**What to work on:**
Pick up the biography of Thomas Bouchier below where it stops and continue it.

**Passage to read:**
= Thomas Bouchier =

English lawyer and academic (1633–1723)

Thomas Bouchier (Note: Also "Bourchier", "Boucher" or "Butcher") (1633–1723) was an English lawyer and academic. He held the Regius Chair in Civil Law at the University of Oxford for forty years.

==Biography==
===Education and Career===
Bouchier was born in 1633 to James Bouchier, a landowner from Hanborough in Oxfordshire. He matriculated at the University of Oxford's Magdalen Hall in November 1650, later becoming a fellow of All Souls College. Bouchier took the degree of Bachelor of Civil Law in July 1658, and became a Doctor of Civil Law in June 1663. The year that he took his doctorate, Bouchier was admitted as an advocate to the Court of Arches, and in 1664 he became a member of Doctors' Commons, though he never practiced.

The Regius Professor of Civil Law of the day was Sir Giles Sweit, who was also Dean of the Arches. When judicial duties drew Sweit to London, Bouchier would deputise for him in Oxford. When Sweit died in 1672, Bouchier became Regius Professor in his own right.

In 1678, Bouchier left All Souls to become principal of St Alban Hall, a post he would hold until his death in 1723.

===Family===

Bouchier's wife was named Frances Astell. The couple had three sons: James, Richard, and William.

James Bouchier (1683–1736) followed in his father's footsteps and studied the civil law. In 1712, James succeeded as Regius Professor by his father's arrangement. Thomas Hearne gave some explanation in his diary, saying "that the late Queen was strangely impos'd upon by a pack of Villains, when she made him Professor". Upon his father's death, he also succeeded as principal of St Alban Hall.

**Data supplied:**
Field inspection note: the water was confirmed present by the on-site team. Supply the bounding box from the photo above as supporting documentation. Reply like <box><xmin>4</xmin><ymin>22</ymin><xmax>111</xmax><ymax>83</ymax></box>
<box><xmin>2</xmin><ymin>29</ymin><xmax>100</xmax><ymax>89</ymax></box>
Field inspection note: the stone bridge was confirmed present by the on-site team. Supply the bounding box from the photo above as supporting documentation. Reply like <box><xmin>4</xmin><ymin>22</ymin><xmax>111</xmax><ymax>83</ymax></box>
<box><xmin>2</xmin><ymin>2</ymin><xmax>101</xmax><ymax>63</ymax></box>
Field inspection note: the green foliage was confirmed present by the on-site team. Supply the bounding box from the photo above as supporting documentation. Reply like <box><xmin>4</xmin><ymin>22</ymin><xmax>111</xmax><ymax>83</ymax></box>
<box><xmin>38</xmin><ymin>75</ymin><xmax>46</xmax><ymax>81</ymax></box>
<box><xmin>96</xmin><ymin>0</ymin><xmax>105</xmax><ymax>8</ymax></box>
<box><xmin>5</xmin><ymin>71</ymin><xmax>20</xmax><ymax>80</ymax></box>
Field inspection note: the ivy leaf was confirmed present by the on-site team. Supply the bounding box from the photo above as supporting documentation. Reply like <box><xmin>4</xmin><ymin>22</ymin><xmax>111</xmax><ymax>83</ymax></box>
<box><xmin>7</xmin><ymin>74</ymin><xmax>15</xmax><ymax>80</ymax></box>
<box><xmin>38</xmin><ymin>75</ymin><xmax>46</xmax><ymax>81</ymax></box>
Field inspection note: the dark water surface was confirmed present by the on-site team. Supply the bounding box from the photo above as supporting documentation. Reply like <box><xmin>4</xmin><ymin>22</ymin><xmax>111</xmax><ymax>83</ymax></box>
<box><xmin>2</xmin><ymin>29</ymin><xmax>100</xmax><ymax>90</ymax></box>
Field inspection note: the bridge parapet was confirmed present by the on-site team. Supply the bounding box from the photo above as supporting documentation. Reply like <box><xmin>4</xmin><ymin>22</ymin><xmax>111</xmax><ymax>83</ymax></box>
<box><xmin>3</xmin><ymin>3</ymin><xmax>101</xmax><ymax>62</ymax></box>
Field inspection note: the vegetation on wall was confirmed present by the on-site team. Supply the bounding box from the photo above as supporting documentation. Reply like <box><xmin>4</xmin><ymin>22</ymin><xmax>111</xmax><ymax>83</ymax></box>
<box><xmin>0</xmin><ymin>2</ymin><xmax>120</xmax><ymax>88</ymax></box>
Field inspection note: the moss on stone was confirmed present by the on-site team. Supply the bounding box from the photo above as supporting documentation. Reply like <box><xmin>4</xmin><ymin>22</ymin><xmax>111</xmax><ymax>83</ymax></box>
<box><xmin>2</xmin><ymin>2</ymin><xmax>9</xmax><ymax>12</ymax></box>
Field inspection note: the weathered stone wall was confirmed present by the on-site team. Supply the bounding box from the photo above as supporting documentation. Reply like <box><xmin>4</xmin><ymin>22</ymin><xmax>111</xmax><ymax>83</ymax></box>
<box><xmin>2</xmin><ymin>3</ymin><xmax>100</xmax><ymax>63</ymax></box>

**Your response:**
Richard Bouchier (1691–1725) matriculated at St Alban Hall in 1707 before being awarded a demyship at Magdalen College (Note: Not to be confused with his father's original Magdalen Hall.) later that year. He graduated Bachelor of Arts in 1711, Master of Arts in January 1714, and Bachelor of Divinity in January 1725. He was a fellow of Magdalen College from 1719 until his death on 20 April 1725.

William Bouchier was born in 1694 and matriculated at New College in September 1712. He graduated Bachelor of Arts in 1716, Master of Arts in January 1720, Bachelor of Medicine in 1722, and Doctor of Medicine in 1727.

===Death===
Thomas Bouchier died in Hanborough on 9 May 1723.

===Reputation===
Upon his death, Thomas Hearne wrote that Bouchier had "good Skill", but that he was a "vile, abominable Wretch" who put money before all else. Hearne also noted that St Alban Hall had been ruined under the principalship of Bouchier, with the hall being closed and unoccupied while Bouchier lived on his estates in Hanborough.